TASK GOAL:
In the part that opens with the line containing "Reviewer note: confirm that each instance of the white baseboard" and closes with the line containing "column 374, row 278", change "door jamb" to "door casing" and leave everything else as it is. Give back only those lines.

ENTRIES SUPPLIED:
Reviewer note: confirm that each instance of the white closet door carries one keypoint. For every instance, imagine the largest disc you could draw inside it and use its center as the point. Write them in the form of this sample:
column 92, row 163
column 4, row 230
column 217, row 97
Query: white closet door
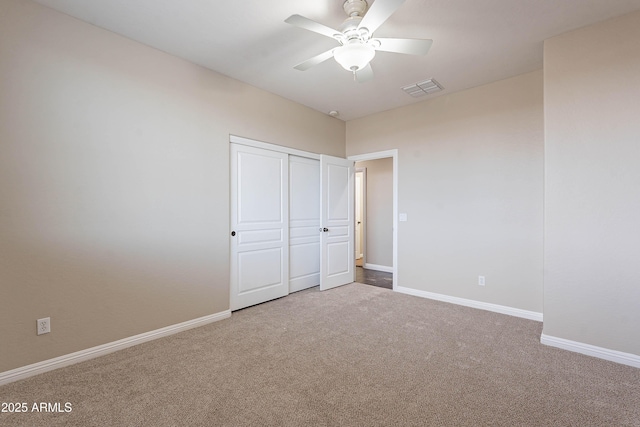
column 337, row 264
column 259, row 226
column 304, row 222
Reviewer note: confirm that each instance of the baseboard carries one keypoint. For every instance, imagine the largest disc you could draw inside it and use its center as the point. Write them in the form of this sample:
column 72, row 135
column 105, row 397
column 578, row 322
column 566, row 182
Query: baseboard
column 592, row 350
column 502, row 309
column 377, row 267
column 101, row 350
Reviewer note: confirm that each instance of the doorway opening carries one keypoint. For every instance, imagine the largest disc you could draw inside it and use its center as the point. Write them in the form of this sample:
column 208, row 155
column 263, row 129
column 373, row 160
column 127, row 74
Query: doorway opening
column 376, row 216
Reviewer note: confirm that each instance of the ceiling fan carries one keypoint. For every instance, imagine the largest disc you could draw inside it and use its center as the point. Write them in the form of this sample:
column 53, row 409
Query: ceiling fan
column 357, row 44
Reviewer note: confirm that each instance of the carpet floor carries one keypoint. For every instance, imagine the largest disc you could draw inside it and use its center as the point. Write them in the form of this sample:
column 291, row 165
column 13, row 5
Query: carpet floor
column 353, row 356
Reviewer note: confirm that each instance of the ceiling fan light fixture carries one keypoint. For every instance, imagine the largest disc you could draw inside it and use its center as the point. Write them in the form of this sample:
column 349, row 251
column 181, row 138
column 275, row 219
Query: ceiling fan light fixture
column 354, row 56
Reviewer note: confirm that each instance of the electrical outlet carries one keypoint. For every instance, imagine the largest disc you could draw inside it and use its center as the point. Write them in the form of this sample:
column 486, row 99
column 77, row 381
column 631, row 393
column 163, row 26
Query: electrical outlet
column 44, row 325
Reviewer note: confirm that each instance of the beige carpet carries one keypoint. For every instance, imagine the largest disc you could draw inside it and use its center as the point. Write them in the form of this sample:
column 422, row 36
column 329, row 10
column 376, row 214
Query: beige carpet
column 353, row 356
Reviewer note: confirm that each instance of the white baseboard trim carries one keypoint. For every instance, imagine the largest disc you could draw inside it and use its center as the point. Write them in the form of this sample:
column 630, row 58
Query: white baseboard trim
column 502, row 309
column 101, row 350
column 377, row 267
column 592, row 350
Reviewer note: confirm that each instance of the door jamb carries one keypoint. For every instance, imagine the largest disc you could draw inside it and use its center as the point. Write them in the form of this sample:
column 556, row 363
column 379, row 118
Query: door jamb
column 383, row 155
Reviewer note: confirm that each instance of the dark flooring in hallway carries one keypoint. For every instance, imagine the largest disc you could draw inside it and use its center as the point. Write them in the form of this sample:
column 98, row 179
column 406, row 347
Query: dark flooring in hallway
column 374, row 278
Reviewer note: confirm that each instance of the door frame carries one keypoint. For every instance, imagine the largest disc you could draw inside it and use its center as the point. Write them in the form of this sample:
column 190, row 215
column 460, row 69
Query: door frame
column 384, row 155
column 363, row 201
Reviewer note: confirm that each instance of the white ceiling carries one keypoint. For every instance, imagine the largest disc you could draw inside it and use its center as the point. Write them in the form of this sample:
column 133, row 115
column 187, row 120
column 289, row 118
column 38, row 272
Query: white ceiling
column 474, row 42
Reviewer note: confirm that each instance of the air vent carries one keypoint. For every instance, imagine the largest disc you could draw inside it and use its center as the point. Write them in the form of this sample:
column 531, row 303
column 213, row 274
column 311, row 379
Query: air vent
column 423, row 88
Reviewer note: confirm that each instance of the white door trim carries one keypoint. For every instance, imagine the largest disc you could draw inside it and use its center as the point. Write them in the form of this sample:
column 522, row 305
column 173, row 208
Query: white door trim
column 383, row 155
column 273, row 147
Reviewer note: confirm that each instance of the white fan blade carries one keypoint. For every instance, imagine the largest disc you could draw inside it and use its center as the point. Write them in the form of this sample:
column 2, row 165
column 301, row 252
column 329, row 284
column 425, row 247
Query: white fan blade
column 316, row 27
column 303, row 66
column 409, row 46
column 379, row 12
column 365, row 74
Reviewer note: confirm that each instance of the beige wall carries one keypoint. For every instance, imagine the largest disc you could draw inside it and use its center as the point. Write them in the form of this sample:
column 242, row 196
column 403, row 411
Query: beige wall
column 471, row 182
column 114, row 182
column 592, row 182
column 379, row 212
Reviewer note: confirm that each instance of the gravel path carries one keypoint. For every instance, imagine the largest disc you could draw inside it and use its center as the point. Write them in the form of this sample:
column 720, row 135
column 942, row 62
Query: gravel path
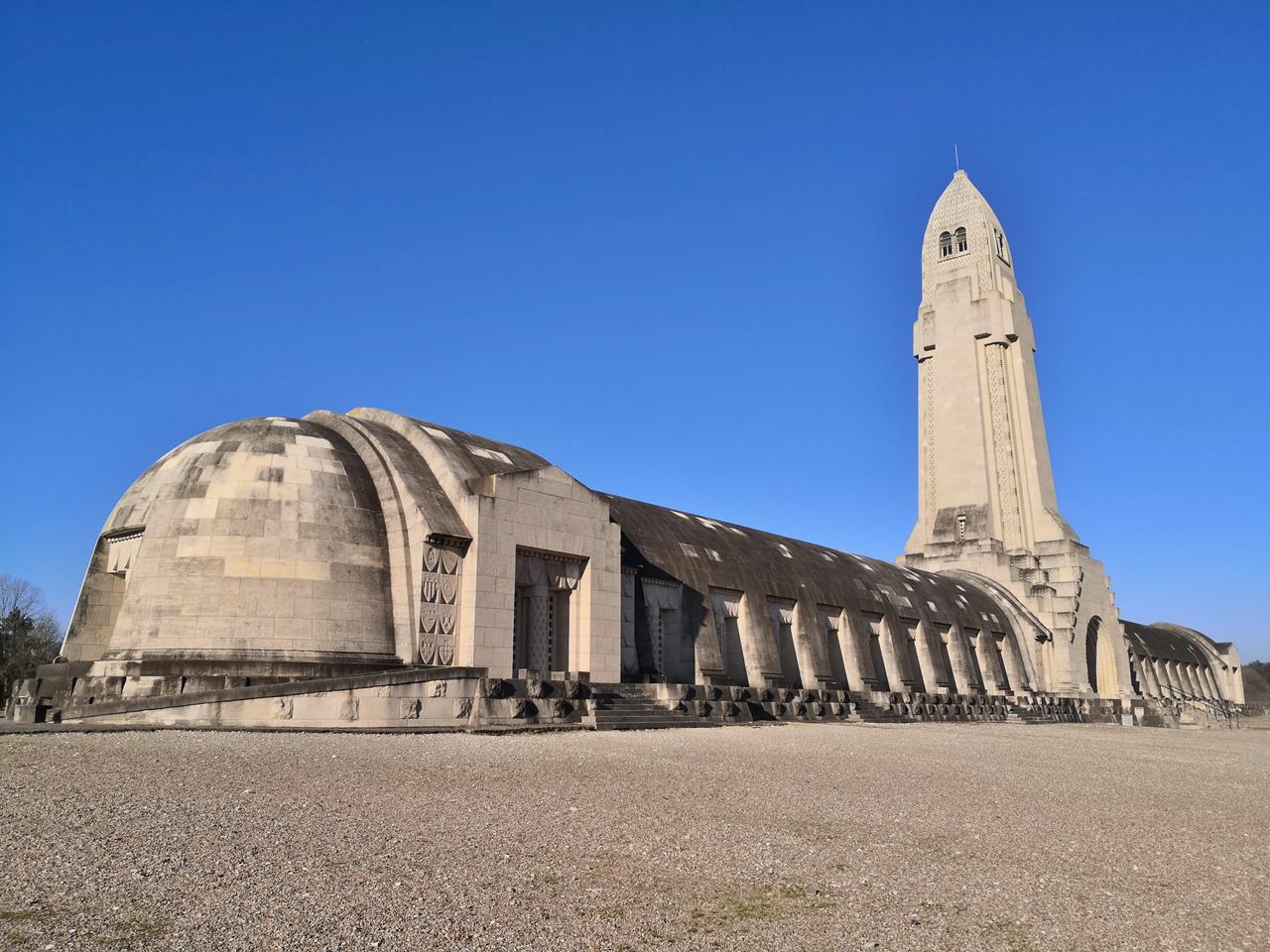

SOLUTION TO THIS PROBLEM:
Reviewer note: confirm that each instance of the white baseboard trim carries one keypoint. For every instance, imagine the largest disc you could draw inside it and use its center as the point. Write them in the form of this sample:
column 630, row 58
Query: white baseboard trim
column 502, row 309
column 101, row 350
column 377, row 267
column 592, row 350
Reviewer note: confirm that each instance of the door casing carries one keypoint. For every instance, imagine the largest disc you could draw inside it and use its center as the point. Write them in the form of this sample:
column 556, row 363
column 379, row 118
Query: door casing
column 383, row 155
Reviewer note: confirm that each instance of the dark flooring in hallway carries one keypoint. For every instance, imagine the largest disc you could draw inside it and use its center as the point. Write them in the form of this sample:
column 98, row 179
column 406, row 347
Query: dark flooring in hallway
column 374, row 278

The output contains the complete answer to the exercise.